::: Provided records

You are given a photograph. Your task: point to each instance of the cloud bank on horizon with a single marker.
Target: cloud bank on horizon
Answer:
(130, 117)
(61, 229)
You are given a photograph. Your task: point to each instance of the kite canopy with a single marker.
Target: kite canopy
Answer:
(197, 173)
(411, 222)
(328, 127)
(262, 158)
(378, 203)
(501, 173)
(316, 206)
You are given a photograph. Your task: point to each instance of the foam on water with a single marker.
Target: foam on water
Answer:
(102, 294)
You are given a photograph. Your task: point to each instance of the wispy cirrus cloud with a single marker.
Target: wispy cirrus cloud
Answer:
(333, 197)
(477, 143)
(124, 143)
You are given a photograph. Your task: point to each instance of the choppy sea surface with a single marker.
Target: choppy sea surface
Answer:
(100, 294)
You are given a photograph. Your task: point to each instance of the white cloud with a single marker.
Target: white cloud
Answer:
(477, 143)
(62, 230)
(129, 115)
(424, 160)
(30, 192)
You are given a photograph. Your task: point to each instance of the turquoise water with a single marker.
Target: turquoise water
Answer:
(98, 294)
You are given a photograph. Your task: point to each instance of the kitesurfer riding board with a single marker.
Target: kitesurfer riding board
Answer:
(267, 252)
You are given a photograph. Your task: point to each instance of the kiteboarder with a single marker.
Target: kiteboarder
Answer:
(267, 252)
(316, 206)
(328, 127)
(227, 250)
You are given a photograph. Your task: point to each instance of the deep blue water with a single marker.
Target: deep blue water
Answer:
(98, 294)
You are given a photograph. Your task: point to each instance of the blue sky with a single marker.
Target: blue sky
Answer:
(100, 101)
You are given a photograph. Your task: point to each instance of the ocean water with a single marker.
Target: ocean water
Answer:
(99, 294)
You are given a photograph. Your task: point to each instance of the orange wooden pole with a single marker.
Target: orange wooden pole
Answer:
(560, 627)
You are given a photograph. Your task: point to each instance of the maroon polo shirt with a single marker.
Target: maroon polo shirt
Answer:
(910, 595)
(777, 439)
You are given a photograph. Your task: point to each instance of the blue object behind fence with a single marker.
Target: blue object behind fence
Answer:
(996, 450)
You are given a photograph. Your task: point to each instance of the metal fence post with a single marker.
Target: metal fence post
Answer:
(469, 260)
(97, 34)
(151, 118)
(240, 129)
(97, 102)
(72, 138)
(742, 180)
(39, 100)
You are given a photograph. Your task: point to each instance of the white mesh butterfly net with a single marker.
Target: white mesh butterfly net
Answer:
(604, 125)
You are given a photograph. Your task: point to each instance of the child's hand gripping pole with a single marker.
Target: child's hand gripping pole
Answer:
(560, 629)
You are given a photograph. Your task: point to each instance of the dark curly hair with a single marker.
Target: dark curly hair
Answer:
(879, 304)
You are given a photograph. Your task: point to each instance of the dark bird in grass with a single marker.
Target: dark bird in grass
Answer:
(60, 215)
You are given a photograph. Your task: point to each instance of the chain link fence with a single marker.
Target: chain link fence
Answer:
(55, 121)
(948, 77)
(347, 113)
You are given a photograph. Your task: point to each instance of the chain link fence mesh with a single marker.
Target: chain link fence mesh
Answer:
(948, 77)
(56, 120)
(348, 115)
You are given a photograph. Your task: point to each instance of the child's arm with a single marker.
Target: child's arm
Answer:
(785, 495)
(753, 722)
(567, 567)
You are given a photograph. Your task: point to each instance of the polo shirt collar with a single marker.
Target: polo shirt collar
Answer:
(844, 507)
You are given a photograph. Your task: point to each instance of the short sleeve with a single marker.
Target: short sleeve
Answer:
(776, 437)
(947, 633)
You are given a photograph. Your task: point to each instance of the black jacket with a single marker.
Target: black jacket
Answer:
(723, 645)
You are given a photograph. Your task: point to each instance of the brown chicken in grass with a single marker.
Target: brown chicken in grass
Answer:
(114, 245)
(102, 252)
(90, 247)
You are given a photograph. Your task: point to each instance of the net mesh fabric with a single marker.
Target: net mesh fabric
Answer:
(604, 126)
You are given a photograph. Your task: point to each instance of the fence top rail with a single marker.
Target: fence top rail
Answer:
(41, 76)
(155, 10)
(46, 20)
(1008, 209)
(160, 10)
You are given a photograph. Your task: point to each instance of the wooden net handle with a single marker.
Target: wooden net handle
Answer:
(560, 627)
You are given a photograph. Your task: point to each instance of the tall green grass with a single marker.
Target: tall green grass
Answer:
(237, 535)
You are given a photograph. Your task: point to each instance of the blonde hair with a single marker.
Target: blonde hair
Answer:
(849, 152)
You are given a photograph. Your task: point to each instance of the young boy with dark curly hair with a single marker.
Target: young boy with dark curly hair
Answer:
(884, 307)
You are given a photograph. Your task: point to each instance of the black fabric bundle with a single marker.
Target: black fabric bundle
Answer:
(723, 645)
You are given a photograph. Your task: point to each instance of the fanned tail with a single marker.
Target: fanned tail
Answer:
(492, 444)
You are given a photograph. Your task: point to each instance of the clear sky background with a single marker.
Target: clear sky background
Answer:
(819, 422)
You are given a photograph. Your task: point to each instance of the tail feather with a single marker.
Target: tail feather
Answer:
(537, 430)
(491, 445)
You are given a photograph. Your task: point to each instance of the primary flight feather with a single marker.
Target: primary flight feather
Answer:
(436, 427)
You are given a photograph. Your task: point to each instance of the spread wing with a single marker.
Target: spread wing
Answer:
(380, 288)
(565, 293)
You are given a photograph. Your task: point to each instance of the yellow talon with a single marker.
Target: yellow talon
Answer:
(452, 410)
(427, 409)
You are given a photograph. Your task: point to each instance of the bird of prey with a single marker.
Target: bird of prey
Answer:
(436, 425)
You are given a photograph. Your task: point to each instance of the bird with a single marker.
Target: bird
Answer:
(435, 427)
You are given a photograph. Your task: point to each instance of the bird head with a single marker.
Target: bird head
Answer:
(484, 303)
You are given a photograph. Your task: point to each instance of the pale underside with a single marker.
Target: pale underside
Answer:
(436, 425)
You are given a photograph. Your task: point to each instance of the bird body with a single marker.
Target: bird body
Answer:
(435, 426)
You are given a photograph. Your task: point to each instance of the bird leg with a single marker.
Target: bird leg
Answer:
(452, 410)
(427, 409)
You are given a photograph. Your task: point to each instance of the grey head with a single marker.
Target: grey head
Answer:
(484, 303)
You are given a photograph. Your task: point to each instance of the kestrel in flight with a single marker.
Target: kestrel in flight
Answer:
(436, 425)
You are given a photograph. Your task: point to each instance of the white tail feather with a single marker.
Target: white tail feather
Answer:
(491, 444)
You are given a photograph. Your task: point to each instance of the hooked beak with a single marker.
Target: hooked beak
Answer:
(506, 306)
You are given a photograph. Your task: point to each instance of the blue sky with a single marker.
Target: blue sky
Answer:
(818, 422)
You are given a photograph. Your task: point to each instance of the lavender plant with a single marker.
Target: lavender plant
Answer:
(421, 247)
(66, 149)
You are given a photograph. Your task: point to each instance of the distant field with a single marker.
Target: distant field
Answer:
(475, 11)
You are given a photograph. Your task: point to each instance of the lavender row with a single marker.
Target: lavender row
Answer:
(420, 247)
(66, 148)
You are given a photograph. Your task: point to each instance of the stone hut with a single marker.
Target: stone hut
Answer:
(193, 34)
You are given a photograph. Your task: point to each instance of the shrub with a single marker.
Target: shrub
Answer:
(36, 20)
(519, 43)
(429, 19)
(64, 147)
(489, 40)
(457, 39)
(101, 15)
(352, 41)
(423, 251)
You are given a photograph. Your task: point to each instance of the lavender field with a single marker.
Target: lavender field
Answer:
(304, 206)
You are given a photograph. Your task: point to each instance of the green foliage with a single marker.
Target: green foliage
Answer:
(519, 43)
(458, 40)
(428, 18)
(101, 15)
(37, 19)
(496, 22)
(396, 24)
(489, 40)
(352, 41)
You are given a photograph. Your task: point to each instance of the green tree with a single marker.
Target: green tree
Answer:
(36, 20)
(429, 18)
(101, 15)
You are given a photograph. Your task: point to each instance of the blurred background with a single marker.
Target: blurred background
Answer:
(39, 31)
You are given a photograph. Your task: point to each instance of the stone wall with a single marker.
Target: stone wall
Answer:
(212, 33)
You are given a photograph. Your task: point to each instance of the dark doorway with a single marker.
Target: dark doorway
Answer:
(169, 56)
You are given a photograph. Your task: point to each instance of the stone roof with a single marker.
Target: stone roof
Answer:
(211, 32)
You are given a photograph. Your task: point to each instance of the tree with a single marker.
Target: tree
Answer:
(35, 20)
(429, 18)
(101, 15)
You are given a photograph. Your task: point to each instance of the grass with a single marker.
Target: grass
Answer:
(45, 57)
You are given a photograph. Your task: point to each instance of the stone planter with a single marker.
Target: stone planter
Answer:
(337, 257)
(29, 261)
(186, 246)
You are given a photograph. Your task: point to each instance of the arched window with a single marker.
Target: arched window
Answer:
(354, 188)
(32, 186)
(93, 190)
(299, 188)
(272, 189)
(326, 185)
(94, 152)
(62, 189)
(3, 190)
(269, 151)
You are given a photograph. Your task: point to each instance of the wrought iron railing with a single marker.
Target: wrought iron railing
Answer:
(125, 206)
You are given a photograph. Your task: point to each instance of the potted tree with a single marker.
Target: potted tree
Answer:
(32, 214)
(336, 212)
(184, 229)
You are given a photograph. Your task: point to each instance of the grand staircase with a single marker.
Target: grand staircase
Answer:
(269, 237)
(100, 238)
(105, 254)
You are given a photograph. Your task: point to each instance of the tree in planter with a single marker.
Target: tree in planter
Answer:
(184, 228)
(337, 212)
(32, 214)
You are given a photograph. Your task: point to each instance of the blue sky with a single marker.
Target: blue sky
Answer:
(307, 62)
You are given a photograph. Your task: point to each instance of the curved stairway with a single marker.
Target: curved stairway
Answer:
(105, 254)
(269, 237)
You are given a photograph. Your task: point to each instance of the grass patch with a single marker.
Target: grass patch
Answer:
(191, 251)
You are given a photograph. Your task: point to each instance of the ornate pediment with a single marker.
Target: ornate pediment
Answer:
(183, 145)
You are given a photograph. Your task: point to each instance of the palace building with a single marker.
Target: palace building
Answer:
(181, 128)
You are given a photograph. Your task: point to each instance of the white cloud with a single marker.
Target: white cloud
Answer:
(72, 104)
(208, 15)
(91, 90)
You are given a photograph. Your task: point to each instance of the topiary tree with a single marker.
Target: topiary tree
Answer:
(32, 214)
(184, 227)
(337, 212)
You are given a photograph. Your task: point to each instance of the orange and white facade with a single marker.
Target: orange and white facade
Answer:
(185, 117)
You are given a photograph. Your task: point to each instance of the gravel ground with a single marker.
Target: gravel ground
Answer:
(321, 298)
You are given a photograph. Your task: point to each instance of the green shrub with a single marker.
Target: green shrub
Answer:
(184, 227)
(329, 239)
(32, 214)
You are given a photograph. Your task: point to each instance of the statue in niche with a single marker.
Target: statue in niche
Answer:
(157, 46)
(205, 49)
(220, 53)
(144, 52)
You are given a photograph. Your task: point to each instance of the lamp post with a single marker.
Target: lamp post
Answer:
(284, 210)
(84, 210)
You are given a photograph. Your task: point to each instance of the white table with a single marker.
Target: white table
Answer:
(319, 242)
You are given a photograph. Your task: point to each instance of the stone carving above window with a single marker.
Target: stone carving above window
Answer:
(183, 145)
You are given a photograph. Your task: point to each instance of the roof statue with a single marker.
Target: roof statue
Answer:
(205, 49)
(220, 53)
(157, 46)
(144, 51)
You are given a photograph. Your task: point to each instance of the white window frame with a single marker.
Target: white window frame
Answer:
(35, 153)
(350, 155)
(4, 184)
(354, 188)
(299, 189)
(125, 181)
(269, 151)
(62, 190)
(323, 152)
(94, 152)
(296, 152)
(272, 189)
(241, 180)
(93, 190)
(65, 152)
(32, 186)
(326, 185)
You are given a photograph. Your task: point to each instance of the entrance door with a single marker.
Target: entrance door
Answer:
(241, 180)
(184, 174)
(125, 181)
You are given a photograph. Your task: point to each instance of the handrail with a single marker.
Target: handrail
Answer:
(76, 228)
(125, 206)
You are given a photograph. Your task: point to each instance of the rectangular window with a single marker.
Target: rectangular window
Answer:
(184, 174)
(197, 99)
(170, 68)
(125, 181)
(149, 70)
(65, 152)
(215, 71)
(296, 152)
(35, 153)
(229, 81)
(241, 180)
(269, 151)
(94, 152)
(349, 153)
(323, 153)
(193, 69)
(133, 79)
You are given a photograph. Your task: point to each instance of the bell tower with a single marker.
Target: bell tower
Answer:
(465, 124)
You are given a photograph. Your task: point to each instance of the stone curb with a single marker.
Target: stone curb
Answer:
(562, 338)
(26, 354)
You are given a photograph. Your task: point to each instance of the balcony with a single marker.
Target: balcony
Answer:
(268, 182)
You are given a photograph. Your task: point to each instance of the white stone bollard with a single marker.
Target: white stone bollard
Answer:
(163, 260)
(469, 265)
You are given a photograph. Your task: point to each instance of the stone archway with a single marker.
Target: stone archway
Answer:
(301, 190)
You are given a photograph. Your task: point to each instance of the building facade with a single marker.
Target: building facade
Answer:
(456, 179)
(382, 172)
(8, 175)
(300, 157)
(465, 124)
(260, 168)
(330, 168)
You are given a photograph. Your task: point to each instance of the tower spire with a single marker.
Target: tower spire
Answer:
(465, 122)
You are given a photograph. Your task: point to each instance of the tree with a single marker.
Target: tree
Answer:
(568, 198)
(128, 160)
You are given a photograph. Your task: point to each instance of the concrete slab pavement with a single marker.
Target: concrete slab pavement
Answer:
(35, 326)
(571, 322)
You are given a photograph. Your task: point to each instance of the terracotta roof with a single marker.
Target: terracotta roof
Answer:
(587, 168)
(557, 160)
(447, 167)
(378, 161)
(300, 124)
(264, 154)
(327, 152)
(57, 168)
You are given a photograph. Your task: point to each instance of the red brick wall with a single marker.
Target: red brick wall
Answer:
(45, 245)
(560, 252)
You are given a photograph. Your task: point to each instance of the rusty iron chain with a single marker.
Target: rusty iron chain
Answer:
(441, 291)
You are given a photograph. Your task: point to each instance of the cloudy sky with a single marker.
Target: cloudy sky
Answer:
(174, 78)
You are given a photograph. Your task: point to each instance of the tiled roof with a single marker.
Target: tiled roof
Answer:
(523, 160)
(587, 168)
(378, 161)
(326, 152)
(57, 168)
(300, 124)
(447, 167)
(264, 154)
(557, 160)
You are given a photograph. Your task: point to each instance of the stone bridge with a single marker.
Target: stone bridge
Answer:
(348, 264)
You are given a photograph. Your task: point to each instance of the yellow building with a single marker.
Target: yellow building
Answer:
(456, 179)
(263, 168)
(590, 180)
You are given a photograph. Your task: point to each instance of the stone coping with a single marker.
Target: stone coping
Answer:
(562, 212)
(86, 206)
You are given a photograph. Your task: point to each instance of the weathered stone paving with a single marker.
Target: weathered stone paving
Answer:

::::::

=== Brief ===
Rescale the rows from the line holding "coping with a single marker." through the end of the rows, inclusive. Write out every line again, requests included, with each answer coordinate multiplied by 2.3 and rounded to a whole number, halves rounding up.

=== Result of the task ===
You are given a photograph. Your task: point to each instance of the stone coping with a single marker.
Target: stone coping
Answer:
(1293, 488)
(198, 474)
You are given a photograph. Your task: point to each instance of the weathered stone paving with a single marker.
Target: weathered stone paving
Answer:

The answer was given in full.